** start of EXERCISE DATA **

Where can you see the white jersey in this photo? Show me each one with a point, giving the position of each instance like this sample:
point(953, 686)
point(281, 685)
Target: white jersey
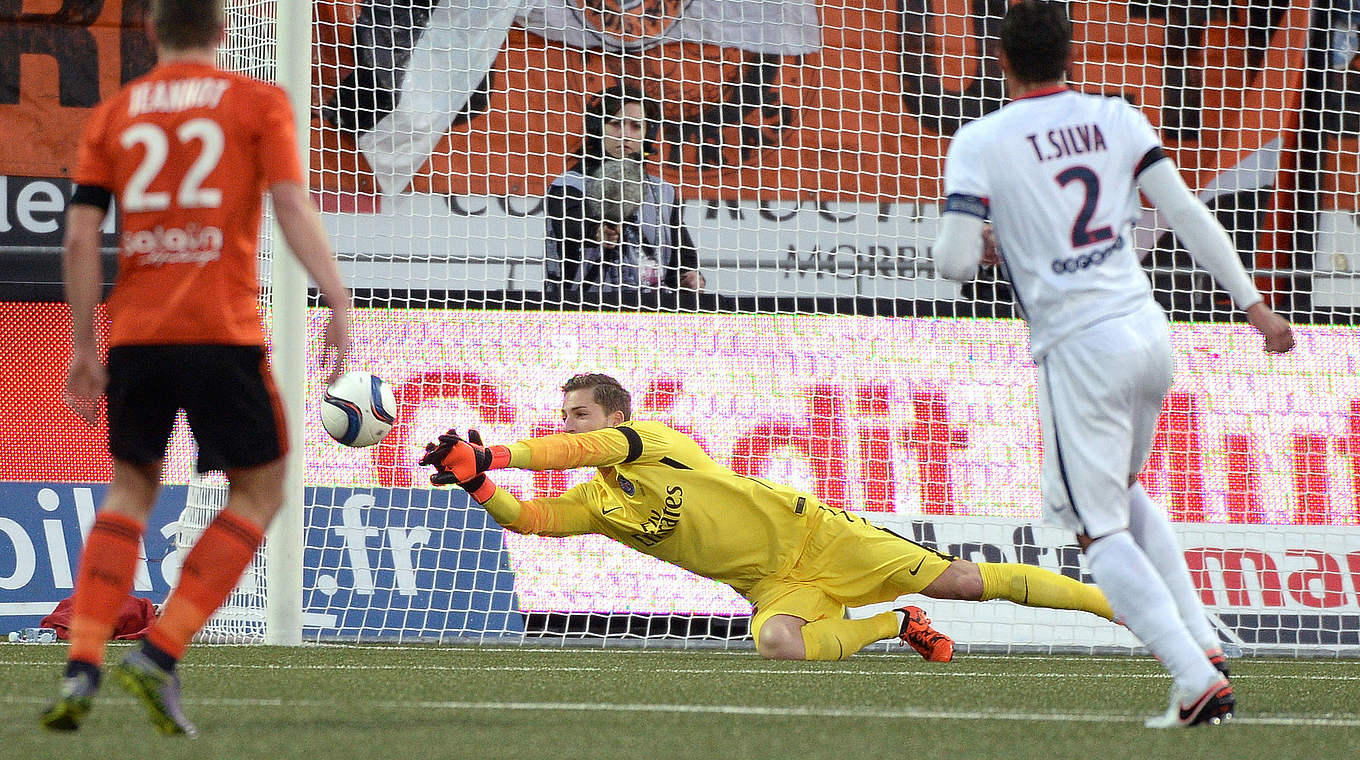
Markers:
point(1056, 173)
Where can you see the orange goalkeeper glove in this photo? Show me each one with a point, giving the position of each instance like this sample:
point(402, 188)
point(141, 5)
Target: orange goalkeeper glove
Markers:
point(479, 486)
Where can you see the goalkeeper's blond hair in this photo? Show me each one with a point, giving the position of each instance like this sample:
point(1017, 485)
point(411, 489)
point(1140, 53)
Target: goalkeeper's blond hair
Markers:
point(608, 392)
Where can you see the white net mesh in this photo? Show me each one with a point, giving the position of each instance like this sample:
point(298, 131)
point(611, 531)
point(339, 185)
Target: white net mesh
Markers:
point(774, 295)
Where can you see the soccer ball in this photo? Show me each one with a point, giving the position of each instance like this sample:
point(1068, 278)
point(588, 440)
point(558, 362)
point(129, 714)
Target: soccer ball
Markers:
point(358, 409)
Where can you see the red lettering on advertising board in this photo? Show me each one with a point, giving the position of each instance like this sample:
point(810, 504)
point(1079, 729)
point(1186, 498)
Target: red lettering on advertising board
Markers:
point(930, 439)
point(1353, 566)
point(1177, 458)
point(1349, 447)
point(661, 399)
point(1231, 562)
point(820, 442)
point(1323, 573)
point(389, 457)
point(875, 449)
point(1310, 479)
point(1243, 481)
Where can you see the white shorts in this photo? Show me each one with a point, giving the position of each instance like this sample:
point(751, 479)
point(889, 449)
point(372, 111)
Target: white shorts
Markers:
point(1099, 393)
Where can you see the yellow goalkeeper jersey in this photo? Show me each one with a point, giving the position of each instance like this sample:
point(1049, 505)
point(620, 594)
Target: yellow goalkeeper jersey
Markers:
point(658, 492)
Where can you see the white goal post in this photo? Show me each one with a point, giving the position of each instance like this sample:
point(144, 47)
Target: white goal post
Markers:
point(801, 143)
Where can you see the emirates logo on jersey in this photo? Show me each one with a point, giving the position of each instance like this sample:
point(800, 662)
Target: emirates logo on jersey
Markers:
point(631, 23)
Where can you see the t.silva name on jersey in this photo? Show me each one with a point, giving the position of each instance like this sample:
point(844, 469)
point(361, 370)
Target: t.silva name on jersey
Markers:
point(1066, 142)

** end of EXERCISE DATA **

Render the lines of the listing as a Markdown table with the columns Row and Line, leaving out any blank lines. Begin at the line that contains "Where can you see the red" and stop after the line that contains "point(1353, 566)".

| Row | Line |
|---|---|
| 1 | Where can you see the red lettering on advertising board in this photo? Show me each one with a point, giving the position of each instance like this sample: |
| 2 | point(810, 504) |
| 3 | point(1079, 729) |
| 4 | point(1186, 498) |
| 5 | Target: red lettering on advertising board |
| 6 | Markers: |
| 7 | point(930, 439) |
| 8 | point(1353, 566) |